Directive:
Answer these questions from the passage on the Residents' Journal grant.
1. How much money was granted to We The People Media, and by which organization?
2. How often is the Residents' Journal published?
3. How many subsidized households receive the Residents' Journal?

Given passage:
Grant supports residents rights journal

We The People Media, a Chicago-based agency that assists residents of public housing in low-income communities, has received a $5,000 grant from the Illinois Bar Foundation.

The funds will support research and publication of investigative reports in its Residents' Journal to protect the rights of residents who need relocation because of the demolition of housing projects.

The bimonthly Journal is just one of We The People Media's grassroots programs that seek solutions to entrenched poverty, weak educational systems, high crime rates and poor delivery of social services in marginalized communities.

The majority of its readers are low-income black women who head households with young children on annual incomes of less that $15,000. Among others are Latinos, Mandarin Chinese, Russian and Korean immigrants.

Residents' Journal is distributed door-to-door at no charge to more than 100,000 people in 35,000 subsidized households, including youths, single mothers, people with disabilities and seniors.

This award-winning publication is a watchdog over the Chicago Housing Authority Plan for Transformation, a 10-year, $1.6 billion effort “to relocate tens of thousands of public housing families and replace their high-rise buildings with mixed-income communities,” said executive director Ethan Michaeli.

We the People Media also operate an Urban Youth International Journalism Program that trains young people in media skills, and an Advocacy and Outreach Initiative that empowers residents to intervene in the process of neighborhood change.

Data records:
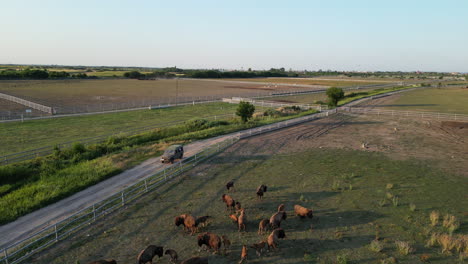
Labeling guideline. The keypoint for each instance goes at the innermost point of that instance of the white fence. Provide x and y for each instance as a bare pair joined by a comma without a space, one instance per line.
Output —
27,103
410,114
236,100
21,250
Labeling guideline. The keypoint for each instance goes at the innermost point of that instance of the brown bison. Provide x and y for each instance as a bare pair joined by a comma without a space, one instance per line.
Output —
243,254
280,207
275,220
195,260
261,190
104,261
230,203
212,241
173,254
263,226
149,253
258,247
230,185
274,236
302,212
242,220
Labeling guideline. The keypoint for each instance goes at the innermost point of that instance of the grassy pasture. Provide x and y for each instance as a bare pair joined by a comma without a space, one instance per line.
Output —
345,188
448,100
72,94
17,136
319,81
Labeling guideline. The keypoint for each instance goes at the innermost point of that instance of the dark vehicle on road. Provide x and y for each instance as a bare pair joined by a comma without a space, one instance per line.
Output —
172,153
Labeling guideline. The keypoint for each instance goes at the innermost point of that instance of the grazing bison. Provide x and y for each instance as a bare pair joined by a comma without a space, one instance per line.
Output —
302,212
104,261
261,190
212,241
149,253
242,220
243,254
195,260
258,247
274,236
173,254
263,226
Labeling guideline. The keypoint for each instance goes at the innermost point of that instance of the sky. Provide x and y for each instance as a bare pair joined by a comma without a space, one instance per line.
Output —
360,35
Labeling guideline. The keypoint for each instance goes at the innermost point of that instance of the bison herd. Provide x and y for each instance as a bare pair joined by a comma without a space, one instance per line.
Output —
216,243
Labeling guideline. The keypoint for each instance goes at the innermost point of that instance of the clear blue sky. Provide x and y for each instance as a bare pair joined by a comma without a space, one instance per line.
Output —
402,35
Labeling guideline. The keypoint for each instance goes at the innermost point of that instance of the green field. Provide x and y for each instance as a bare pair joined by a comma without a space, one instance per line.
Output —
85,95
352,193
336,82
18,136
446,100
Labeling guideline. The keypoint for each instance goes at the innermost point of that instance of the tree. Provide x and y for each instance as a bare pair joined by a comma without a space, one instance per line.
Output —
133,74
245,110
334,95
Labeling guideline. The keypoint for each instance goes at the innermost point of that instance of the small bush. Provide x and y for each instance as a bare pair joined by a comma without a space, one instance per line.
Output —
404,247
432,240
425,257
447,242
376,246
341,259
450,222
434,216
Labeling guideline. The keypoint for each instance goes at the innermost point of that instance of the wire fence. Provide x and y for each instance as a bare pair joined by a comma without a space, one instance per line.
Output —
23,249
262,103
409,114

Solution to this task:
1. $5,000, from the Illinois Bar Foundation.
2. Bimonthly.
3. 35,000.